** Cosa fare **
A. Per ognuna delle affermazioni (i), (ii) e (iii), dite se va d'accordo con il brano. Rispondete sì o no e citate alla lettera le parole del brano che lo decidono.
(i) In inglese "to drop" vuol dire "cadere, scendere".
(ii) Secondo la credenza, chi non pubblica una foto dell'estate 2021 avrà una brutta estate 2022.
(iii) Nel dialogo, chi non vuole pubblicare la foto preferisce Instagram a Facebook.
B. Nel dialogo riportato nel brano, quando è stato fatto l'esperimento della scopa che sta in piedi da sola?

Io droppo, tu droppi…
di Silvia Malaspina e Carolina Mangiarotti
Nell’ultima settimana è diventata virale l’espressione “Droppare una foto su Instagram”, cioè pubblicare una foto, dall’inglese “to drop”, che significa “cadere, scendere”: il verbo calza a pennello, poiché per pubblicare una foto su questo social è necessario trascinare e poi rilasciare il file. Come se non bastasse, vi è stata associata una pratica scaramantica: chi non avesse “droppato” una fotografia dell’estate 2021, avrebbe avuto assicurata un’orribile estate 2022. È naturale che, dopo due anni segnati dalla pandemia, con una guerra sanguinosa alle porte dell’Europa, il carburante che ha raggiunto quotazioni tali per cui non è più un diamante ad essere “per sempre”, ma un carnet di buoni benzina, in molti si siano affrettati a pubblicare foto delle passate ferie, tentando di esorcizzare i timori per un futuro che appare quanto mai incerto.
«Cerca una foto delle vacanze e mettila su Instagram! Lo stanno facendo tutti: guarda che, se non lo fai, avrai una pessima estate 2022» «Non uso mai Instagram, non mi piace, preferisco Facebook, si può scrivere e commentare!» «Che antica! Facebook è il social degli anziani! Bisogna che ti riammoderni un po’!, Dai, cerca una foto della scorsa estate!» «Non ci penso nemmeno! A fine febbraio 2020 ho fatto l’esperimento della scopa che sta in piedi da sola e guarda che cos’è successo dopo nemmeno 10 giorni… Altro che evento che si verifica ogni 3500 anni! Il fatto straordinario era la pandemia, che stava per travolgerci, non queste notizie stupide di presunti fenomeni»

(Dati di localizzazione dei punti)
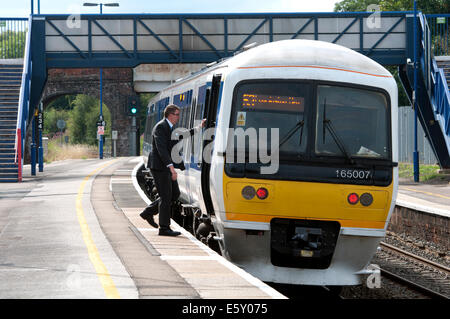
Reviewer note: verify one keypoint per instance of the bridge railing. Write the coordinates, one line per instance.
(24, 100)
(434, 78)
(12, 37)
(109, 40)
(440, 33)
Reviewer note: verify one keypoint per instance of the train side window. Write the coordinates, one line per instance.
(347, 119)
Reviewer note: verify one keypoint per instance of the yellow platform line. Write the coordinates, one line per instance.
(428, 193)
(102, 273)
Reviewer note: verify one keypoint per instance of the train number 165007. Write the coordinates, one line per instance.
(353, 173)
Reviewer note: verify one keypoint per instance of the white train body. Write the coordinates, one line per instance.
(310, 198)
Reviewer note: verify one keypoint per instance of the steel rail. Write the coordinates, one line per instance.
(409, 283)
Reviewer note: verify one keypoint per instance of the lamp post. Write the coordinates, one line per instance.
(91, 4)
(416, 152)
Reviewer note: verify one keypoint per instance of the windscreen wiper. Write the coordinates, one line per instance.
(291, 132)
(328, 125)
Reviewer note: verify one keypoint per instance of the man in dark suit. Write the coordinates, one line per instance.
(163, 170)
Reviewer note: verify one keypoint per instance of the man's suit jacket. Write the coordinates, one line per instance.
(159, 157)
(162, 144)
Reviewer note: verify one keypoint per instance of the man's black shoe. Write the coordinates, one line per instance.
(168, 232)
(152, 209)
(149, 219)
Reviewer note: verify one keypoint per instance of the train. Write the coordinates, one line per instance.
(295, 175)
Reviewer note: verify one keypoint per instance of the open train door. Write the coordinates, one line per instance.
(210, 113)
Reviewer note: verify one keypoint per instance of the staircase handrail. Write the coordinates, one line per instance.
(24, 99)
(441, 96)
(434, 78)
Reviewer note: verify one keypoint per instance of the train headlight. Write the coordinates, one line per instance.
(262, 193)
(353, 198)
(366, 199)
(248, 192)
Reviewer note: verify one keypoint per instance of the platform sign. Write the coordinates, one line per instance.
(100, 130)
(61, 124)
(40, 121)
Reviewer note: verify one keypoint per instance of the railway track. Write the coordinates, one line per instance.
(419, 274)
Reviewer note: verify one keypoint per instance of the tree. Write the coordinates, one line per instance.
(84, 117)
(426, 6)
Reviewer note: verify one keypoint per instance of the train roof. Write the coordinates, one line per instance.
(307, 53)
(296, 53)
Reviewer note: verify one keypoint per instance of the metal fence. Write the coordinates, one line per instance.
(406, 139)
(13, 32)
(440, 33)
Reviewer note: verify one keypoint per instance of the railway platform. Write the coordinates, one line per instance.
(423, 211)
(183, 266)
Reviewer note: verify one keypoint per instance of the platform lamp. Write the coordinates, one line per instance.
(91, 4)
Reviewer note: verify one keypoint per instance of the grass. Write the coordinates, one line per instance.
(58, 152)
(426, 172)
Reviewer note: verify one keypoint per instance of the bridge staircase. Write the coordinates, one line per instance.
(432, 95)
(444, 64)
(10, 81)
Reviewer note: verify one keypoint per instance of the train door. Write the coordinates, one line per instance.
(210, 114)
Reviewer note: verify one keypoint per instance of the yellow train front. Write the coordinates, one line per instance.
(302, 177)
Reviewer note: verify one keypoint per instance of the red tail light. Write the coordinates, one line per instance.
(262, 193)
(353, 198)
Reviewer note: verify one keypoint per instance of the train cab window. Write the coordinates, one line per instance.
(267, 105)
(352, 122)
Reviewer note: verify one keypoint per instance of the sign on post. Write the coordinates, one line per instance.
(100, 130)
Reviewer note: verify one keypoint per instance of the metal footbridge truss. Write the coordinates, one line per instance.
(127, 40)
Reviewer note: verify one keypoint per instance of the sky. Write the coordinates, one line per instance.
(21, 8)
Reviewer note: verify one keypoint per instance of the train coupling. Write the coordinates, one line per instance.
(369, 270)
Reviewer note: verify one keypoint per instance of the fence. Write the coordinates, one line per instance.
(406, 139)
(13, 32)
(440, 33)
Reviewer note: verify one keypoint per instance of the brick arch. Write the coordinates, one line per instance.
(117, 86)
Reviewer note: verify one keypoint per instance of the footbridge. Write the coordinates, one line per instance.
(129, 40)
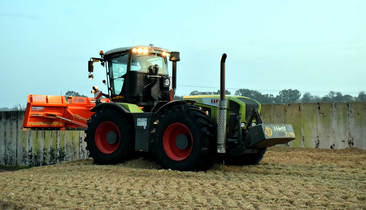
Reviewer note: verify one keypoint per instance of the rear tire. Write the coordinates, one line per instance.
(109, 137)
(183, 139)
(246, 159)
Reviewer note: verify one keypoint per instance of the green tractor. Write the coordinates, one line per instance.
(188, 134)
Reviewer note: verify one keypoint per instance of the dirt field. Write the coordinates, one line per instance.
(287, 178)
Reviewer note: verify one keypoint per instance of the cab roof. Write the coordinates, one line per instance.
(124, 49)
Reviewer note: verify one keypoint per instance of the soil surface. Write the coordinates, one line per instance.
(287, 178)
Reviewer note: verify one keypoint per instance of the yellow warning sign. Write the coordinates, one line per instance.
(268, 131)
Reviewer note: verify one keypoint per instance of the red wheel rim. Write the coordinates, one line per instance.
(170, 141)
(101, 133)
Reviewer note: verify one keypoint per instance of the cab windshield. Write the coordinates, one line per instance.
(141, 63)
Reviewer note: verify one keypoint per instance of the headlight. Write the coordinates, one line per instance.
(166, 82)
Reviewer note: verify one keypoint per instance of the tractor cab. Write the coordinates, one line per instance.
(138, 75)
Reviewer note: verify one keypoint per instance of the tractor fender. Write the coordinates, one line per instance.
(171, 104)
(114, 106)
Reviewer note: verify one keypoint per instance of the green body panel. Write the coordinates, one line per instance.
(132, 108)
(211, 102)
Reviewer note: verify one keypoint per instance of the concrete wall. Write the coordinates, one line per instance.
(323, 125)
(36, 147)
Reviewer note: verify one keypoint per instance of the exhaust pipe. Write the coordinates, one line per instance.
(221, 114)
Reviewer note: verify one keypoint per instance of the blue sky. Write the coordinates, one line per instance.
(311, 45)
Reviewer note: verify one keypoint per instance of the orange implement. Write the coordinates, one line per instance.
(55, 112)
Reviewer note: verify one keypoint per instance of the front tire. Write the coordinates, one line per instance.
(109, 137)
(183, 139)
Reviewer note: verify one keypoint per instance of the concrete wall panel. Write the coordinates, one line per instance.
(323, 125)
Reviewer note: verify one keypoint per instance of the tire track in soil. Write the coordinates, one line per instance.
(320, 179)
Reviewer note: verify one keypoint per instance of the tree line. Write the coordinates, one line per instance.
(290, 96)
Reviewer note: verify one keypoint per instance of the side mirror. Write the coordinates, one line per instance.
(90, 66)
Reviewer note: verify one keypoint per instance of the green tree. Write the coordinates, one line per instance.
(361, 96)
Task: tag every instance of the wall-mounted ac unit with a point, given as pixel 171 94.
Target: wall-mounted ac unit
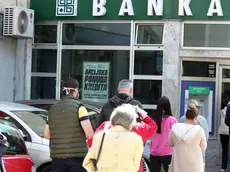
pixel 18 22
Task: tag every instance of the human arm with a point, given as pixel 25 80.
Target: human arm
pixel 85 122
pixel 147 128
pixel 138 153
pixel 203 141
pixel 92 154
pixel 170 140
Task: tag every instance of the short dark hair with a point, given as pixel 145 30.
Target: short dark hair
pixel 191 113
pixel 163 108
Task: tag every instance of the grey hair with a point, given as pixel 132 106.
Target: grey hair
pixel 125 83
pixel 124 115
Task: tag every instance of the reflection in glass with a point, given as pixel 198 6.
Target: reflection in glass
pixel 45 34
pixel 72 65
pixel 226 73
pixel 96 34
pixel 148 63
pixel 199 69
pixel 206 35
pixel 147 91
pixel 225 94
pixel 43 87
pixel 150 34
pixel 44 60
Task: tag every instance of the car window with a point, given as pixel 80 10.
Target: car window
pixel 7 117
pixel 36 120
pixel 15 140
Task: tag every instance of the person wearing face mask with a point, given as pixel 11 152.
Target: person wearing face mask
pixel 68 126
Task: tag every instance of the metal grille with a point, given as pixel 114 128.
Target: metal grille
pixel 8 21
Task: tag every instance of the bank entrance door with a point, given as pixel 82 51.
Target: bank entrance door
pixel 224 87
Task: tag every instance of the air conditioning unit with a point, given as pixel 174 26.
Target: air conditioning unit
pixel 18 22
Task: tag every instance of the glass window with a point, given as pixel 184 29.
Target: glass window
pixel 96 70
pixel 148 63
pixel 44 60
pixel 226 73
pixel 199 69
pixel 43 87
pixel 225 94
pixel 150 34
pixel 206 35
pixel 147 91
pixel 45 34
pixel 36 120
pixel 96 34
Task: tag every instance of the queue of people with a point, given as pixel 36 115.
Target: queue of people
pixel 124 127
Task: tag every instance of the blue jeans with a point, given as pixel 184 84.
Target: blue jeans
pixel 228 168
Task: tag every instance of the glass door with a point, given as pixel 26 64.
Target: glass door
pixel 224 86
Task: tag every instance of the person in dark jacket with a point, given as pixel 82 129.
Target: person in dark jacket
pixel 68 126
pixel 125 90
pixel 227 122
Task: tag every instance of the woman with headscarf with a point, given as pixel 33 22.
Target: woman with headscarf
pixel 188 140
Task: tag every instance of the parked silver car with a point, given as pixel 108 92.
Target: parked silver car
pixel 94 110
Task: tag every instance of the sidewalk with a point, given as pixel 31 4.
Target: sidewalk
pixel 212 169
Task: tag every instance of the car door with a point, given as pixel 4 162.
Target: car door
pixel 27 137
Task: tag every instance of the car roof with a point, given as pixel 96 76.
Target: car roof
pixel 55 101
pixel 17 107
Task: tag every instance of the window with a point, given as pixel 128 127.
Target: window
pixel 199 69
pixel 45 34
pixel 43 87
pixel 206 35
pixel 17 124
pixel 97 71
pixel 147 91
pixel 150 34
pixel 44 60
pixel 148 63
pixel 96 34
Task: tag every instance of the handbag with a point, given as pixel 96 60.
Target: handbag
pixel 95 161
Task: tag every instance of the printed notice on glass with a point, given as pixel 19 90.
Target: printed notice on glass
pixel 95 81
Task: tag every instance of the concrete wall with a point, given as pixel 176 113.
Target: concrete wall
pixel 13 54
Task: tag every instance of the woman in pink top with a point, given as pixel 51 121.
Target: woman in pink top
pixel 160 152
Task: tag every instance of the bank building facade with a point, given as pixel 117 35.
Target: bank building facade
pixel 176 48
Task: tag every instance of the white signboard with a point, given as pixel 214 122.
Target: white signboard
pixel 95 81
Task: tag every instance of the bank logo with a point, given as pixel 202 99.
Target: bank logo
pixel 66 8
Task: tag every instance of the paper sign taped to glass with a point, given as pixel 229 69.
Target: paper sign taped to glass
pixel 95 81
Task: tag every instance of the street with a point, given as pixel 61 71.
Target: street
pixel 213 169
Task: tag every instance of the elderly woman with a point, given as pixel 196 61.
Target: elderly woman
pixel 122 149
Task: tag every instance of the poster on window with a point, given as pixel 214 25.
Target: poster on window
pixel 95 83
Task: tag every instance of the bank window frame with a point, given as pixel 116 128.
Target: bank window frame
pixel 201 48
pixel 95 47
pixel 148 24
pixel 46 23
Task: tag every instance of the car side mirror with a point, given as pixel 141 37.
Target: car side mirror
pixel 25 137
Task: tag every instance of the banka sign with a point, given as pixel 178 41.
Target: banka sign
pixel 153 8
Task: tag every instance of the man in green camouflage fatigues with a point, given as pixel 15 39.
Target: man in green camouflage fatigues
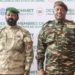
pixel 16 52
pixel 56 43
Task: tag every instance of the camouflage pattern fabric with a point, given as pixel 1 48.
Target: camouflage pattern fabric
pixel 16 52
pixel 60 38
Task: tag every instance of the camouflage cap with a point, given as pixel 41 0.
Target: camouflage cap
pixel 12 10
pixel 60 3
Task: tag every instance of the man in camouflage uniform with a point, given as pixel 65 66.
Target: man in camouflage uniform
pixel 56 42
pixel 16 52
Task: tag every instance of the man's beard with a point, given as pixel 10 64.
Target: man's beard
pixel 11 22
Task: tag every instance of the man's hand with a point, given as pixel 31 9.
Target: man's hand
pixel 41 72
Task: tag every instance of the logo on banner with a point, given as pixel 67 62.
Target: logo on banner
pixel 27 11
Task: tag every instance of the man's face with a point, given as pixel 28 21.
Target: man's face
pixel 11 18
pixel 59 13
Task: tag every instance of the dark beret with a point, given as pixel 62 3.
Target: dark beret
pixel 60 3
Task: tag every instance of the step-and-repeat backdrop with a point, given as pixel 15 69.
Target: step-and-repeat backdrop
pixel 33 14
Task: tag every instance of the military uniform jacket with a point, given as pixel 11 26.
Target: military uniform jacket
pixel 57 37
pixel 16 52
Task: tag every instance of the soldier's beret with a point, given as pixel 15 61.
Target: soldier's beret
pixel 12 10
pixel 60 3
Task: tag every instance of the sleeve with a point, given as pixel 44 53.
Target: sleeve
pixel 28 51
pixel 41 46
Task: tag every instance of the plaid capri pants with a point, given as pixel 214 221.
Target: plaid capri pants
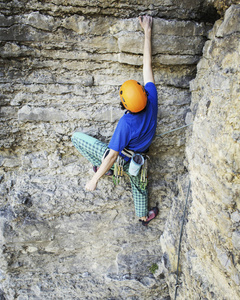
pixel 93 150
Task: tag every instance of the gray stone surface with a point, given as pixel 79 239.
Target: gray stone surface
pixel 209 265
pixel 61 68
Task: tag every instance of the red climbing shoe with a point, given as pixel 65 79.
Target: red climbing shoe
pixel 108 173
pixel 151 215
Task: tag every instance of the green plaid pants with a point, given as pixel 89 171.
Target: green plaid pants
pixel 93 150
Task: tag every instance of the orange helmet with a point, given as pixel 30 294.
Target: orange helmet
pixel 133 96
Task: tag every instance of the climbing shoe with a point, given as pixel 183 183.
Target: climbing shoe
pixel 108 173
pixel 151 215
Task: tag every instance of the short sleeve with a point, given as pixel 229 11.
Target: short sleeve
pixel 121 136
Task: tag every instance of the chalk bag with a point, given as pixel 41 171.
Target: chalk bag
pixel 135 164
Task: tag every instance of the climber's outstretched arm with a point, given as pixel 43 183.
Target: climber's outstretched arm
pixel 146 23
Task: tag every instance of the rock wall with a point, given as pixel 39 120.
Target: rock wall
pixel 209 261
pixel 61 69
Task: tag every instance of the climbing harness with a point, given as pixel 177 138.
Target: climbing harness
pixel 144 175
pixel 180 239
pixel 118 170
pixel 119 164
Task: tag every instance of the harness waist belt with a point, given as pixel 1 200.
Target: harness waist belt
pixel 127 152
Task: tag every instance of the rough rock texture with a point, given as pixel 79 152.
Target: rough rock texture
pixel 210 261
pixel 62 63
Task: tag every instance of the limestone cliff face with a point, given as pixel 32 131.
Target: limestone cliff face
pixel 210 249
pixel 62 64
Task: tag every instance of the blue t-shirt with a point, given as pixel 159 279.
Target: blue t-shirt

** Risposte **
A.
(i) Sì: «dall’inglese “to drop”, che significa “cadere, scendere”».
(ii) Sì: «chi non avesse “droppato” una fotografia dell’estate 2021, avrebbe avuto assicurata un’orribile estate 2022».
(iii) No: «Non uso mai Instagram, non mi piace, preferisco Facebook».

B. A fine febbraio 2020.